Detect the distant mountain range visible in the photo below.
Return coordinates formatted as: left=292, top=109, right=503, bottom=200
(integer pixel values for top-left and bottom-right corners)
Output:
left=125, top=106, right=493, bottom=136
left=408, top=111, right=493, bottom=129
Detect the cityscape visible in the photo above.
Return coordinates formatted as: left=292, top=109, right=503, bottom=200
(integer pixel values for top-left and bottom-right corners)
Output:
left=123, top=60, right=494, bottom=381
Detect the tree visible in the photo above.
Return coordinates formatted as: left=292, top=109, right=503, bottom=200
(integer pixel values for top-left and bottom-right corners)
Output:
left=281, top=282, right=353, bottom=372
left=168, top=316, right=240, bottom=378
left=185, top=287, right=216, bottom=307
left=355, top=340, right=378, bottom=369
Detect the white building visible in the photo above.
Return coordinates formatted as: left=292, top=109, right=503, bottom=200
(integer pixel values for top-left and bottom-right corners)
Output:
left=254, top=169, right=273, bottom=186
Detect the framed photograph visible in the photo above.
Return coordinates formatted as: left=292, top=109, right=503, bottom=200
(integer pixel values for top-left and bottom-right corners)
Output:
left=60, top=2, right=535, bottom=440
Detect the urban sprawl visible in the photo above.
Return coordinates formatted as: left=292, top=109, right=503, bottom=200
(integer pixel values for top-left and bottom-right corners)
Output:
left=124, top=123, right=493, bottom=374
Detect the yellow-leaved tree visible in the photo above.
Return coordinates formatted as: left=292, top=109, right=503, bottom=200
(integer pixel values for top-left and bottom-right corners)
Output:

══════

= THE REQUEST =
Copy every row above word for word, changing nothing.

= WRITTEN ANSWER =
Detect the distant mountain range visible in the photo below.
Return coordinates formatted as: left=292, top=109, right=503, bottom=200
(integer pixel values for top-left and bottom-right corners)
Output:
left=125, top=106, right=493, bottom=136
left=408, top=111, right=493, bottom=129
Detect the cityscape visible in the photo above.
Return coordinates formatted as: left=292, top=109, right=503, bottom=200
(integer pixel values for top-left and bottom-right corners)
Output:
left=123, top=60, right=494, bottom=381
Detect the tree visible in the photo above.
Return coordinates formatted as: left=292, top=109, right=503, bottom=200
(integer pixel values for top-left and bottom-right corners)
Output:
left=281, top=282, right=353, bottom=372
left=168, top=316, right=240, bottom=378
left=185, top=287, right=216, bottom=307
left=355, top=340, right=378, bottom=369
Detect the white building visible in the photo above.
Return coordinates formatted as: left=292, top=109, right=503, bottom=200
(integer pixel values for top-left and bottom-right corners)
Output:
left=254, top=169, right=273, bottom=186
Detect the framed photograph visible in the photo above.
Return coordinates formatted as: left=292, top=109, right=503, bottom=200
(integer pixel values for top-left and bottom-right corners)
Output:
left=60, top=2, right=535, bottom=440
Detect the urban sprawl visible in the photo above.
Return coordinates formatted as: left=292, top=109, right=503, bottom=200
(integer pixel values for top-left and bottom-right corners)
Output:
left=124, top=123, right=493, bottom=374
Detect the yellow-leaved tree visible in the photo above.
Return coordinates formatted as: left=292, top=109, right=503, bottom=200
(integer pixel values for top-left and bottom-right corners)
Output:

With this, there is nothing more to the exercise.